Count the lines of the data that have the word "column", then report the number without anything else.
[Opening Given records section]
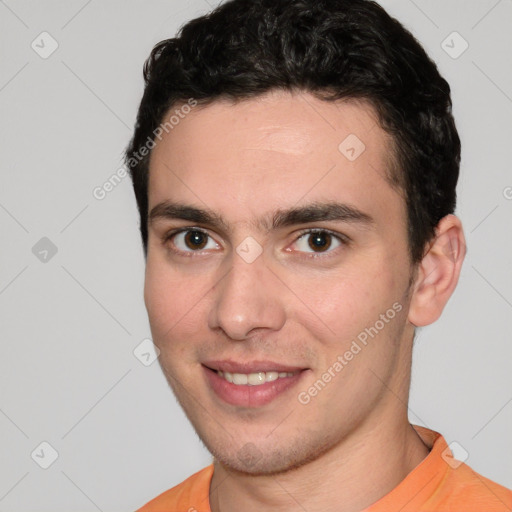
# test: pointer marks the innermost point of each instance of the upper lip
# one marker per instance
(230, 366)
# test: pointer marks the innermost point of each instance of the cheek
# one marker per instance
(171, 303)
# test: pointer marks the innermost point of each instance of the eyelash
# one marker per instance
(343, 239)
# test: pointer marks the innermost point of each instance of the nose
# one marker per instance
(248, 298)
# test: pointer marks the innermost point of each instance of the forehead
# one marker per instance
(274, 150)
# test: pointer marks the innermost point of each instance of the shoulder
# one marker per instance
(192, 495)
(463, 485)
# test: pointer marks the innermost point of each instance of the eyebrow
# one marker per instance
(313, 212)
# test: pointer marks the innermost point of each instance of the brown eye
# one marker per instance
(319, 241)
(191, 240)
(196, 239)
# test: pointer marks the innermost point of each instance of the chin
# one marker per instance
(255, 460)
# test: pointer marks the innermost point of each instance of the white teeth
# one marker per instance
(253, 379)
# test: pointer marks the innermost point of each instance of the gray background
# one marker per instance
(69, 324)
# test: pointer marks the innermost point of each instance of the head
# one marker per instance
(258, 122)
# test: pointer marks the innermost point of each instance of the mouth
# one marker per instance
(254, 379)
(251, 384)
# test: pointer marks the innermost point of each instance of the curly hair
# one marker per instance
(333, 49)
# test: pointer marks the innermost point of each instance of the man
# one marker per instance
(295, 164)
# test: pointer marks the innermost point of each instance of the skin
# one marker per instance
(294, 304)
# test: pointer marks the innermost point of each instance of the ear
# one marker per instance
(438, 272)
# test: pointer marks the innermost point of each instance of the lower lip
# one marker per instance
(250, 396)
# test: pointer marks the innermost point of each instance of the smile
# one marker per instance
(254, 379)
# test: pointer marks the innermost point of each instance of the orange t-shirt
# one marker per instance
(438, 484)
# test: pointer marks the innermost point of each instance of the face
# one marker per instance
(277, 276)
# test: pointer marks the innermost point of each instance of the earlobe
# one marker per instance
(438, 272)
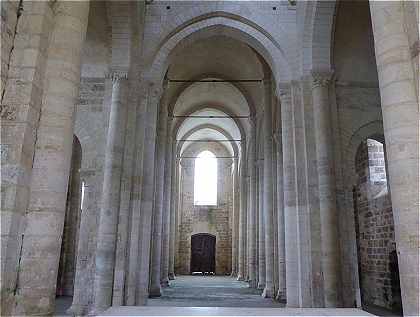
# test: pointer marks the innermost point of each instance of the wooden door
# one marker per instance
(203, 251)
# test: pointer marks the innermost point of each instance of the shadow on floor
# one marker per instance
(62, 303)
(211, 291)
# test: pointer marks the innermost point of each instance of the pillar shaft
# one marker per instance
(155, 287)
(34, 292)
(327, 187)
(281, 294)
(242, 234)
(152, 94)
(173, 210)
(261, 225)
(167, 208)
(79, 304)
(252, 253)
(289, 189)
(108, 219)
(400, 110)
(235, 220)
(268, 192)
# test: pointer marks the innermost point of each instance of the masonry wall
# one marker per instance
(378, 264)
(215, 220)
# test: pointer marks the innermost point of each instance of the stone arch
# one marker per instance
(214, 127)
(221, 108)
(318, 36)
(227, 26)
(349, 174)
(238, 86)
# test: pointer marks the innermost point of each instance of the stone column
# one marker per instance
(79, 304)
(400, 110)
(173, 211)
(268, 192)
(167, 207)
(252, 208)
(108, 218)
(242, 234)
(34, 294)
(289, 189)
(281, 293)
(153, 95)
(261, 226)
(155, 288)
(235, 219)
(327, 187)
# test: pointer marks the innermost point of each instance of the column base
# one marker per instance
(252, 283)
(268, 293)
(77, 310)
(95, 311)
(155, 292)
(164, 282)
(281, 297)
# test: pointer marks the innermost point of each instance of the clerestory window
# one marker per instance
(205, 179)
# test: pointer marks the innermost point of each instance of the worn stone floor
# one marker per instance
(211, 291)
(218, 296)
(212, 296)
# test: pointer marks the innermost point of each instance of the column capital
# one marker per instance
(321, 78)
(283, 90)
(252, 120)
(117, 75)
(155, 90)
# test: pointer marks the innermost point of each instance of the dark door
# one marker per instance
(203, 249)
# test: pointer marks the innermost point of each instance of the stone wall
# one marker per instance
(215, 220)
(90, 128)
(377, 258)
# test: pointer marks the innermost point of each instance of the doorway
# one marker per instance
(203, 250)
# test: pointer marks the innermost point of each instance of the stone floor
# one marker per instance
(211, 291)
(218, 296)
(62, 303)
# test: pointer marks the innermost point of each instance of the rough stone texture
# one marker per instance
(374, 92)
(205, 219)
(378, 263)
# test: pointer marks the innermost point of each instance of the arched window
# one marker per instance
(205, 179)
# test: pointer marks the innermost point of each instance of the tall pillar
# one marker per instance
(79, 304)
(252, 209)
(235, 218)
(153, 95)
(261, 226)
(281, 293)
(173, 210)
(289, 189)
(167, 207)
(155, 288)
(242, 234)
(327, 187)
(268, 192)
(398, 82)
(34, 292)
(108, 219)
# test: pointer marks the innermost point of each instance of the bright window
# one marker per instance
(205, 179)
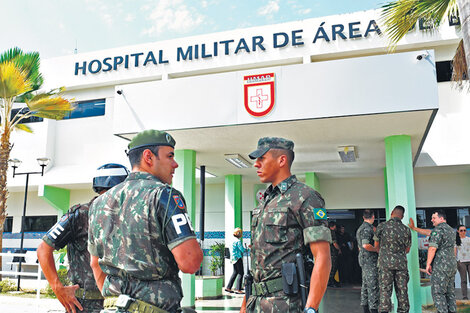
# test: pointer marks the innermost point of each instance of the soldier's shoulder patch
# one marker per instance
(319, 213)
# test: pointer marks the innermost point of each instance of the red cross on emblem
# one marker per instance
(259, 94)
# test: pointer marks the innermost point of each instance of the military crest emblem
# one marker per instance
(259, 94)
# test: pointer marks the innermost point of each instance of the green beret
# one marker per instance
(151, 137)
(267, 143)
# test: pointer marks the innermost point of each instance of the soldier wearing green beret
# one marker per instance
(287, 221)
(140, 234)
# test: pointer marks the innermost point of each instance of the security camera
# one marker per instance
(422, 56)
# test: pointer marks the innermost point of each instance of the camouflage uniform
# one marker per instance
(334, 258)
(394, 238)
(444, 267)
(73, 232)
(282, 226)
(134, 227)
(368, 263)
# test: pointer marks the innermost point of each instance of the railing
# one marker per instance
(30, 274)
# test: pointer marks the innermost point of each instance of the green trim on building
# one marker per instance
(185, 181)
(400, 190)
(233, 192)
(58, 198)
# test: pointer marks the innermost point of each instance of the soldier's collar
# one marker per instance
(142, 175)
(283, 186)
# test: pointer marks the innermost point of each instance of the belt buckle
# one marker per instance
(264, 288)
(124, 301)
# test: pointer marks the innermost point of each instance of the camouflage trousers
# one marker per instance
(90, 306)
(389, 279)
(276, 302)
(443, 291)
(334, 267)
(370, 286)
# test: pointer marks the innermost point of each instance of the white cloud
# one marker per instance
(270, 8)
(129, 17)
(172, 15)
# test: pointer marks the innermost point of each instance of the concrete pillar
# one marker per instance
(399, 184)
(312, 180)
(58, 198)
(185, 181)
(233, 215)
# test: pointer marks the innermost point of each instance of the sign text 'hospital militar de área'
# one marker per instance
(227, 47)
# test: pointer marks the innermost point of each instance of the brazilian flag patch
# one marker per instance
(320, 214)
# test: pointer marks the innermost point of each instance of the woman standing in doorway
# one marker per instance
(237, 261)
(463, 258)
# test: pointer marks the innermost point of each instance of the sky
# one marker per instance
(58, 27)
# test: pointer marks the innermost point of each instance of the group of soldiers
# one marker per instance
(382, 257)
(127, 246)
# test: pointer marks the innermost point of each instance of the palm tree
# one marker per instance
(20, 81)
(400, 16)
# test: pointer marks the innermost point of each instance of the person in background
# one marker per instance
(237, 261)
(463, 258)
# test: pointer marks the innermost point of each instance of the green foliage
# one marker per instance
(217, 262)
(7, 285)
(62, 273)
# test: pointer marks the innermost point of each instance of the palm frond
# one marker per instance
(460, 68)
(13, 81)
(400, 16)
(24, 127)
[Closing Given records section]
◆ Response to this exercise:
3